▶ PROBLEM DESCRIPTION
Write the entries out exactly. Any images they hold stay out of the copy.

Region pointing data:
★ ★ ★ ★ ★
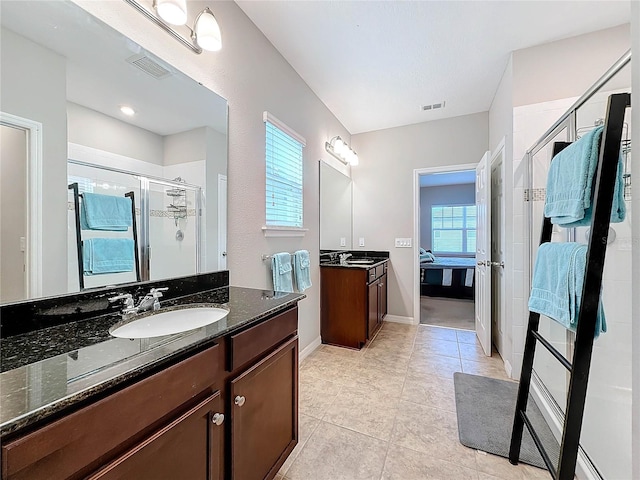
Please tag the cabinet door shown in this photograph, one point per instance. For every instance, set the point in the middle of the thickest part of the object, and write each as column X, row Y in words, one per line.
column 264, row 416
column 373, row 308
column 188, row 448
column 382, row 297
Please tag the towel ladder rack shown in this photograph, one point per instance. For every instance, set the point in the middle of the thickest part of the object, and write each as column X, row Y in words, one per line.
column 76, row 205
column 578, row 369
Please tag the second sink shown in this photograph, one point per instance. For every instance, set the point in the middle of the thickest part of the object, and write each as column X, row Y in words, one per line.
column 169, row 322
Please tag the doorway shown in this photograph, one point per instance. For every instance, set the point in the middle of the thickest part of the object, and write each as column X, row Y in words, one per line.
column 445, row 238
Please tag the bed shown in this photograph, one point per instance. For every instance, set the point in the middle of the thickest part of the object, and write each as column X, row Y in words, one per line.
column 452, row 277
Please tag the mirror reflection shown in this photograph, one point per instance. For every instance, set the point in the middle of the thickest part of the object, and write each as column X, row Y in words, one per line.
column 82, row 104
column 335, row 209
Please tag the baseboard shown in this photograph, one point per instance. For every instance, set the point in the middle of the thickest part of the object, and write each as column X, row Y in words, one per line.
column 308, row 350
column 585, row 469
column 399, row 319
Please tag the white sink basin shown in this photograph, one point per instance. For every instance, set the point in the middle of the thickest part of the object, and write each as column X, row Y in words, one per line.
column 169, row 322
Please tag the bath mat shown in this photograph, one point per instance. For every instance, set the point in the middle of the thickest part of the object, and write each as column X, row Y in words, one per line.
column 485, row 408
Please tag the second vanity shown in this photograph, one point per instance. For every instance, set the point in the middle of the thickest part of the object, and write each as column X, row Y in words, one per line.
column 353, row 300
column 216, row 402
★ ★ ★ ★ ★
▶ EXERCISE SOLUTION
Please tag the cabinet door shown in this photograph, one point per instance. For every instance, set the point in the middle of the thickest part of the object, and write each as column X, row Y in words, one per line.
column 264, row 416
column 373, row 308
column 188, row 448
column 382, row 297
Please tag the towel ladder rack shown in this photograph, one point per instance. For every instance, set the point in the middle of the thickest part of the object, and write each as column X, row Y in words, one per line.
column 76, row 205
column 578, row 369
Please tag the second sink shown in this photograph, one point per instance. For every instance, set the point in the middle of the thickest part of the object, and write each as column X, row Y in words, one per line.
column 169, row 322
Please tag the doorway shown in this photograph, one point per instance. For every instance, set the point in the middle of the thickest part of the object, and write each as column X, row Y in words, one per line.
column 445, row 238
Please tag the bed shown in this photograph, one point per instance. For every instance, set the point in the middle of the thickest part of the object, and write each as column X, row Y in words, one per line.
column 452, row 277
Please tag the mirror reflection shown in this photograph, one point per instance. For every instance, set the point in the middle of the thickest part of the object, and write each as column X, row Y in words, one per line.
column 82, row 104
column 335, row 209
Please tag the baseboard shown in this photograph, one point per instance. For every instance, set the point in the middle of the thickest part of the object, and write each as column X, row Y in words, one per line.
column 308, row 350
column 585, row 469
column 399, row 319
Please tag the white sink basin shown in this photograph, one point per instance. For every instance, set the point in the middle of the thickest part of the object, and write each as column X, row Y in words, one per line.
column 169, row 322
Please tag the bath mat shown in this photograph, one point per instance. For every instance, set the point in the middle of the thickest part of the object, and write each as column X, row Y in words, one per line.
column 485, row 408
Please tag the second vanity shown in this photograph, one point per instance. For every instance, set the point in the middle of the thickest part of the object, and write each as column X, row Y in words, one per line.
column 353, row 300
column 216, row 402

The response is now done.